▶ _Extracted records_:

________________________________________

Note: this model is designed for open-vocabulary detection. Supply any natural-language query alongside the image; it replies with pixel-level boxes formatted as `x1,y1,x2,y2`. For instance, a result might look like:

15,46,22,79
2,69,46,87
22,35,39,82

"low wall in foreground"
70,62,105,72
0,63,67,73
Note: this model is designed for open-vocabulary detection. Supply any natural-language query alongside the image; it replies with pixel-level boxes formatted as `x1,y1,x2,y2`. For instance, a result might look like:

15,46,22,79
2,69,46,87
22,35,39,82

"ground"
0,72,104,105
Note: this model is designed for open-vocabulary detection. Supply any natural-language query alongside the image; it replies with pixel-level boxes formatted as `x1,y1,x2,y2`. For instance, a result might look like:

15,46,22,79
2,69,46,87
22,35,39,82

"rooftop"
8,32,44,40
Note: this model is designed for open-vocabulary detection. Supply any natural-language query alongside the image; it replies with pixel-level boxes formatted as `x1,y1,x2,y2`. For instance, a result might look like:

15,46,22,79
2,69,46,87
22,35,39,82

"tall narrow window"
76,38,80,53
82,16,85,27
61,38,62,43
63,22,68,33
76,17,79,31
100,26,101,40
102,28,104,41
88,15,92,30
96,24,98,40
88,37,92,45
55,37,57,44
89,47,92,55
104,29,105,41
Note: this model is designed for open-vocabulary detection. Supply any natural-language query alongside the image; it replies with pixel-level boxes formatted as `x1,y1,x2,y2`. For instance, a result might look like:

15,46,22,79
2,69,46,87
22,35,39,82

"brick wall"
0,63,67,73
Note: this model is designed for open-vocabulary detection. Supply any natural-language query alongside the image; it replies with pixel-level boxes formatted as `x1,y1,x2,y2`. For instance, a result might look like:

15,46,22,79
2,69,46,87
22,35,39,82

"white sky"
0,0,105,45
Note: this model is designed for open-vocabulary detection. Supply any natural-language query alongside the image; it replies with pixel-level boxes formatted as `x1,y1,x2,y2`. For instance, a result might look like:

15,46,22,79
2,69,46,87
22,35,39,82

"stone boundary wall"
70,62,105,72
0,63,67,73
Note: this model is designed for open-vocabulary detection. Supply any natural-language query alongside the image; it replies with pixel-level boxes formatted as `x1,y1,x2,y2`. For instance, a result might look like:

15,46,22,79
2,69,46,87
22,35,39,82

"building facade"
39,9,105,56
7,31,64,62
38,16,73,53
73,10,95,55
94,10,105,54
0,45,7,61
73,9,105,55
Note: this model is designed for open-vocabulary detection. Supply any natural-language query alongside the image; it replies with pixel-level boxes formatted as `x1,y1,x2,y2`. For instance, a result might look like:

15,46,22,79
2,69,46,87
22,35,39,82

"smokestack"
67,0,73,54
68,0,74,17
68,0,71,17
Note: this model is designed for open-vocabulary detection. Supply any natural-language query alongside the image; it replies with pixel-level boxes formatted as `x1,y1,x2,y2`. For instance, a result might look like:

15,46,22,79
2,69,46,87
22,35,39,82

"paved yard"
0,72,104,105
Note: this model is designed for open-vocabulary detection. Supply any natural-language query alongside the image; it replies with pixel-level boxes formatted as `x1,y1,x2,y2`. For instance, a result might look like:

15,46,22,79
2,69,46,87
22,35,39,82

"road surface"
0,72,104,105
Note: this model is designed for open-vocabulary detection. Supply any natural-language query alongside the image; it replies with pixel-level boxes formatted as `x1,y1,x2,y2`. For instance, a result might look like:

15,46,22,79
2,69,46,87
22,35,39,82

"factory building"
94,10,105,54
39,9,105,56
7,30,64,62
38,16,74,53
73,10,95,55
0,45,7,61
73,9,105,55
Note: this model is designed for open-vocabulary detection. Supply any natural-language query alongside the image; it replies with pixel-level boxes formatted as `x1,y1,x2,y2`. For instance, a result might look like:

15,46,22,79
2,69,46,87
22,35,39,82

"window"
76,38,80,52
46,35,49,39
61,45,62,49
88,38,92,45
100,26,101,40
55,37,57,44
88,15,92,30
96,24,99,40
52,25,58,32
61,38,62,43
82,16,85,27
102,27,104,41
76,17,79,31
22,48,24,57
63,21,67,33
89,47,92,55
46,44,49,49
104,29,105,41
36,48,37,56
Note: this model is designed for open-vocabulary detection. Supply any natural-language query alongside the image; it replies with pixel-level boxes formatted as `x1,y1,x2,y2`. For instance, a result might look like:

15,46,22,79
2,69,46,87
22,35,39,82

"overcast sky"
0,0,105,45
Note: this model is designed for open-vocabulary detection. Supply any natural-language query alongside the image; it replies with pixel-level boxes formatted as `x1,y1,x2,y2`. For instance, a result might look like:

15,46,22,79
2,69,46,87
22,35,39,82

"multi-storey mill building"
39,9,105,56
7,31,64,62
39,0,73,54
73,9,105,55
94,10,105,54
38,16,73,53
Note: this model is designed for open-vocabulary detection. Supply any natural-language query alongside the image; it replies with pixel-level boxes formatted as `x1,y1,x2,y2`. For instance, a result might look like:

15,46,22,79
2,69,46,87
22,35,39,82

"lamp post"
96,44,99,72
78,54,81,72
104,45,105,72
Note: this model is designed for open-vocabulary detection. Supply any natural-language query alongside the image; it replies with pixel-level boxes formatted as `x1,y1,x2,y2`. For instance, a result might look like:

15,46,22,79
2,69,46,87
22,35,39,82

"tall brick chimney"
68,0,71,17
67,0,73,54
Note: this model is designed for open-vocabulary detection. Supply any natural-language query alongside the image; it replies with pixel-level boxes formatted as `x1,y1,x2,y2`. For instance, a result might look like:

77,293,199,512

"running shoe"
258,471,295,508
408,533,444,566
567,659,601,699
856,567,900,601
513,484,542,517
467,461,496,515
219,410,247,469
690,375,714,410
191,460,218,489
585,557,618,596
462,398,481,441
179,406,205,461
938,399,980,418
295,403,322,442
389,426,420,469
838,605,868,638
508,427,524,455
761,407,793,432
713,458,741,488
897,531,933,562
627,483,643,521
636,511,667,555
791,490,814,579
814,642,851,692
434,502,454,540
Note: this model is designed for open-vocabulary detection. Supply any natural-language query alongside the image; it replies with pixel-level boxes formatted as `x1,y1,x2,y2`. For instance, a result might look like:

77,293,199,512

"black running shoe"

________________________________________

▶ _What this task involves_: Reproduce all the records shown above, unchanged.

▶ _Exercise result_:
Note: this model is designed for open-vocabulary detection. Supply any natural-language query alongside the image; it replies with pixel-level boxes formatted as `x1,y1,x2,y2`. For instance, a result might look like:

15,46,22,79
2,69,46,87
22,35,39,82

"low wall in foreground"
70,62,105,72
0,63,67,73
Note: this model is designed for open-vocabulary detection. Supply any natural-language query alongside the image; it replies with pixel-level boxes formatted as `x1,y1,x2,y2`. For instance, a result might look like:

15,46,22,79
2,69,46,87
22,35,39,82

"ground"
0,72,104,105
Note: this model is designed for open-vocabulary detection. Supply any natural-language query alongside the image; it replies with pixel-level boxes formatted as `x1,y1,x2,y2`. For instance, a result might look like:

15,46,22,79
2,69,46,87
22,35,39,82

"rooftop"
8,32,44,40
Note: this model is designed for open-vocabulary detection. Supply any natural-language query alongside the image; it replies with pixel-level boxes formatted as `x1,y1,x2,y2`. For instance, a result might look like:

15,46,22,79
2,69,46,87
22,35,39,82

"tall narrow window"
76,38,80,53
82,16,85,27
61,38,62,43
63,22,68,33
76,17,79,31
100,26,101,40
102,28,104,41
88,15,92,30
96,24,98,40
88,37,92,45
55,37,57,44
89,47,92,55
104,29,105,41
Note: this model is designed for open-vocabulary detection. Supply any natural-language query alongside the image; it replies with pixel-level boxes formatted as `x1,y1,x2,y2`. For instance, a result might look like:

15,46,22,79
2,69,46,87
22,35,39,82

"brick wall"
0,63,67,73
Note: this model is designed for open-vocabulary detection. Supply any natural-language query alongside the image; it replies with pixel-level boxes formatted as `x1,y1,x2,y2`. For instance, a result might look like:

15,46,22,79
2,69,46,87
22,35,39,82

"white sky"
0,0,105,45
Note: this model is designed for open-vocabulary detection. Supply any natural-language query alongside the image; it replies with pixel-level boxes formatted as `x1,y1,x2,y2`. For instance, a result might look like:

15,46,22,79
2,69,46,87
22,35,39,82

"stone boundary wall"
70,62,105,72
0,63,67,73
Note: this model is designed for open-vocabulary detection. Supply any natural-language query alongside the image; it replies with pixel-level boxes formatted as `x1,y1,x2,y2`. For instance, a result might look like:

15,46,22,79
2,69,46,87
22,35,39,82

"building facade"
39,9,105,56
7,31,64,62
38,16,73,53
73,10,95,55
94,10,105,54
0,45,7,61
73,9,105,55
Note: this model is designed for open-vocabulary detection. Supply any natural-language query alongside the image; it replies with pixel-level boxes formatted as `x1,y1,x2,y2`. For instance, a result might look like:

15,46,22,79
2,69,46,87
22,35,39,82

"smokestack"
67,0,73,54
68,0,74,17
68,0,71,17
Note: this model is designed for open-vocabulary detection. Supply any natural-language query alongside the image; it replies with pixel-level boxes formatted as `x1,y1,x2,y2`. For instance, a result might look like:

15,46,22,79
2,69,46,87
22,35,39,82

"paved yard"
0,72,104,105
Note: this model is designed for open-vocabulary detection. Supply any natural-language query alongside the image; it replies with pixel-level boxes formatted as `x1,y1,x2,y2`. For instance, a result might look like:

15,46,22,79
2,69,46,87
22,35,39,82

"road surface"
0,72,104,105
Note: this model is designed for open-vocabulary detection. Supply any natural-language query alongside the image; it replies with pixel-level boxes formatted as `x1,y1,x2,y2`. For instance, a result might look like:

15,46,22,79
2,69,46,87
22,35,39,82

"factory building"
94,10,105,54
39,9,105,56
7,30,64,62
38,16,74,53
73,10,95,55
0,45,7,61
73,9,105,55
Note: this model is designed for open-vocabulary detection. Supply any natural-language query alongside the image; it replies with pixel-level boxes formatted as `x1,y1,x2,y2`. For instance, a result might look like:

15,46,22,79
2,69,46,87
22,35,39,82

"window"
76,38,80,52
46,35,49,39
61,45,62,49
88,38,92,45
100,26,101,40
55,37,57,44
88,15,92,30
96,24,99,40
52,25,58,32
61,38,62,43
82,16,85,27
102,27,104,41
76,17,79,31
22,48,24,57
63,21,67,33
89,47,92,55
46,44,49,49
104,29,105,41
36,48,37,56
Note: this model is designed for open-vocabulary detection. Supply any natural-language query alongside the image; it replies with pixel-level boxes formatted as `x1,y1,x2,y2`. For instance, a result might look like:

15,46,22,79
2,69,46,87
22,35,39,82

"overcast sky"
0,0,105,45
Note: this model is designed for open-vocabulary detection. Supply any natural-language query alongside the image; it replies with pixel-level boxes formatted as `x1,y1,x2,y2`. For instance, a result might look like:

15,46,22,79
2,69,46,87
22,35,39,82

"multi-storey mill building"
39,9,105,56
7,31,64,62
39,0,73,54
73,9,105,55
94,10,105,54
38,16,73,53
Note: this model is designed for open-vocabulary detection. Supply any natural-language query alongside the image; it replies with pixel-level boxes formatted as `x1,y1,x2,y2`. For instance, a result might look like:

15,46,22,79
2,69,46,87
22,35,39,82

"lamp post"
96,44,99,72
78,54,81,72
104,45,105,72
Note: this model is designed for open-vocabulary detection. Supply any natural-language query alongside the image; it replies with pixel-level boxes formatted as `x1,y1,x2,y2`. For instance, a result might look like:

15,46,22,79
2,69,46,87
22,35,39,82

"tall brick chimney"
68,0,71,17
67,0,73,54
Note: this model is designed for open-vocabulary detection. Supply any natural-language query alongside the image; it replies with pixel-level boxes formatted as `x1,y1,x2,y2`. For instance, a result might look like:

77,293,199,512

"running shoe"
258,471,295,508
408,533,444,566
567,659,601,699
856,567,900,601
513,484,542,517
467,461,496,515
219,410,247,469
690,375,714,410
191,460,218,489
585,557,618,596
462,398,481,441
179,406,205,461
938,399,980,418
295,403,322,442
389,426,420,469
838,605,868,638
508,427,524,455
761,407,793,432
713,458,741,488
897,531,933,562
627,483,643,521
636,511,667,555
791,490,814,579
814,642,851,692
434,502,454,540
Note: this model is designed for open-vocabulary detection. Supply any natural-language query alongside the image; it replies with pixel-level boxes formatted as `x1,y1,x2,y2`. For instance, a result might look like:

77,293,199,512

"black running shoe"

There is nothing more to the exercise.